Task details: Show every line below that contains the string "Front", copying each one in full. Case counts.

-.-.-

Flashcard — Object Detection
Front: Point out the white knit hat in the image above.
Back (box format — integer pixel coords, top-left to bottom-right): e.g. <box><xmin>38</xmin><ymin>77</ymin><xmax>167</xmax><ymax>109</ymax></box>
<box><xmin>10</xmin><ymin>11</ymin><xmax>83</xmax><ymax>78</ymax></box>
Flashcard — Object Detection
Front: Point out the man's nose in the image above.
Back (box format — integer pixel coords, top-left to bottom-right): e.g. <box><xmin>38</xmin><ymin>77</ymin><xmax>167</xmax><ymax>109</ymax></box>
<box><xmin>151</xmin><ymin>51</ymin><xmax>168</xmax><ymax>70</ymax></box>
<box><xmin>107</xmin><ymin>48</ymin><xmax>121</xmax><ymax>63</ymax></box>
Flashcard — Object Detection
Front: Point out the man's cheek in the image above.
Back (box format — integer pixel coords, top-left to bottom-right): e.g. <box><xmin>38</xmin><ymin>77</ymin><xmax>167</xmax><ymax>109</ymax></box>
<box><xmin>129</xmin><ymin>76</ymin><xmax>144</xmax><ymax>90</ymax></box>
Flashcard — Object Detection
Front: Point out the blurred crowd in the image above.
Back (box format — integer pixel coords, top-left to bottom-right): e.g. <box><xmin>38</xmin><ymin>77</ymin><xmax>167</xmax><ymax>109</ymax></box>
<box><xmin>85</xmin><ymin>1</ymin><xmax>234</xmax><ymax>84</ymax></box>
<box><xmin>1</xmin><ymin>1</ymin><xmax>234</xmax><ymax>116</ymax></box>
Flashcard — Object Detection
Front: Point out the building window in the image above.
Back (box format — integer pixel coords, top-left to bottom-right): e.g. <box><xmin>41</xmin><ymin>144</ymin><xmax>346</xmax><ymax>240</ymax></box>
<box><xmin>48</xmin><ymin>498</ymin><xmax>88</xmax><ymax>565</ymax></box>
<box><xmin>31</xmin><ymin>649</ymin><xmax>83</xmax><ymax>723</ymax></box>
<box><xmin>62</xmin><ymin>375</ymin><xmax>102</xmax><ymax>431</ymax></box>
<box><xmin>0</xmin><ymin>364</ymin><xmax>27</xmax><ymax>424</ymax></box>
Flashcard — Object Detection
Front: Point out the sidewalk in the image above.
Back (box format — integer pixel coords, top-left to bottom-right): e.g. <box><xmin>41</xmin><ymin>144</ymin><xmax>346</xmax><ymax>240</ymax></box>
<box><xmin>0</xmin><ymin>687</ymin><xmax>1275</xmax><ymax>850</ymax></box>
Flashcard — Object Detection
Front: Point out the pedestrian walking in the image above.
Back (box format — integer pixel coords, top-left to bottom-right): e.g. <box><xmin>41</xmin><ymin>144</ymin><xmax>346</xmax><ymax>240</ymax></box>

-.-.-

Output below:
Front: Point out the white knit hat in the image above.
Front: Point out the man's nose in the image above.
Front: Point out the man's cheek in the image above.
Front: Point out the blurred crowd in the image above.
Front: Point out the building window in the image above.
Front: Point out the sidewalk in the image above.
Front: Point out the pedestrian walking in the image above.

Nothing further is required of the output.